## [YOUR TASK]
Convert the records below into a JSON list of strings, one string per line with blank lines omitted, starting at the line that contains "Given the image above, identify every front" and ending at the last line of the records, both included.

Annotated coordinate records
= = = = =

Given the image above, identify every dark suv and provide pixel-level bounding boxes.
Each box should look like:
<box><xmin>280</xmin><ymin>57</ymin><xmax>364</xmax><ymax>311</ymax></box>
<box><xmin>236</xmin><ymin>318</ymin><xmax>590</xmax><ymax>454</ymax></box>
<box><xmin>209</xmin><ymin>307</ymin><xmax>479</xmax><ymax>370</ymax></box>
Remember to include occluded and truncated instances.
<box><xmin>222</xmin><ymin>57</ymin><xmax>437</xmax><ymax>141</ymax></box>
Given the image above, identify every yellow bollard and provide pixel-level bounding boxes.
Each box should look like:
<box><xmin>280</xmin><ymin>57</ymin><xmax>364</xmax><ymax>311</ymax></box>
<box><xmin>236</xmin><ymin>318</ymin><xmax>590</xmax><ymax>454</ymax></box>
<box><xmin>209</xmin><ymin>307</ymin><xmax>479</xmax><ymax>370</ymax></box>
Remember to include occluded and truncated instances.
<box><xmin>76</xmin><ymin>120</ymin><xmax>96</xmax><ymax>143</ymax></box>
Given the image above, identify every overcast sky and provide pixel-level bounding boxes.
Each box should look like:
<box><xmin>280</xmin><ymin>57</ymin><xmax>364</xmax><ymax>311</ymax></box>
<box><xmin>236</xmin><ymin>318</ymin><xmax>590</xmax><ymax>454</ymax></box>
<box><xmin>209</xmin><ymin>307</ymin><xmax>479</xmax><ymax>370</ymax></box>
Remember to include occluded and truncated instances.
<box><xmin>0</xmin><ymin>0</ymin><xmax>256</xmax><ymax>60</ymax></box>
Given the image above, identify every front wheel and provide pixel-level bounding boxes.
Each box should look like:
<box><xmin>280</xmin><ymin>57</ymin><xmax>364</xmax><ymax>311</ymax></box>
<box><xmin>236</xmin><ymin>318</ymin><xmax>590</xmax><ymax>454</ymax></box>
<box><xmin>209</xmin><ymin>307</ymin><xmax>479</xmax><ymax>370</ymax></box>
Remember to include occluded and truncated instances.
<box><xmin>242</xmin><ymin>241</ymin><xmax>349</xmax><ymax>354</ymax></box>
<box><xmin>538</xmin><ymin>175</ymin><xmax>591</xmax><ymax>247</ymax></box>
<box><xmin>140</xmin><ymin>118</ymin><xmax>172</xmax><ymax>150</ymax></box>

= = = = =

## [FINISHED TASK]
[
  "Given the image above, identify every front wheel and provide pixel-level bounding boxes.",
  "Each box should look like:",
  "<box><xmin>280</xmin><ymin>57</ymin><xmax>364</xmax><ymax>311</ymax></box>",
  "<box><xmin>236</xmin><ymin>318</ymin><xmax>590</xmax><ymax>454</ymax></box>",
  "<box><xmin>209</xmin><ymin>307</ymin><xmax>479</xmax><ymax>370</ymax></box>",
  "Remember to include occluded and truncated instances.",
  "<box><xmin>242</xmin><ymin>241</ymin><xmax>349</xmax><ymax>354</ymax></box>",
  "<box><xmin>538</xmin><ymin>175</ymin><xmax>591</xmax><ymax>247</ymax></box>",
  "<box><xmin>140</xmin><ymin>118</ymin><xmax>172</xmax><ymax>150</ymax></box>"
]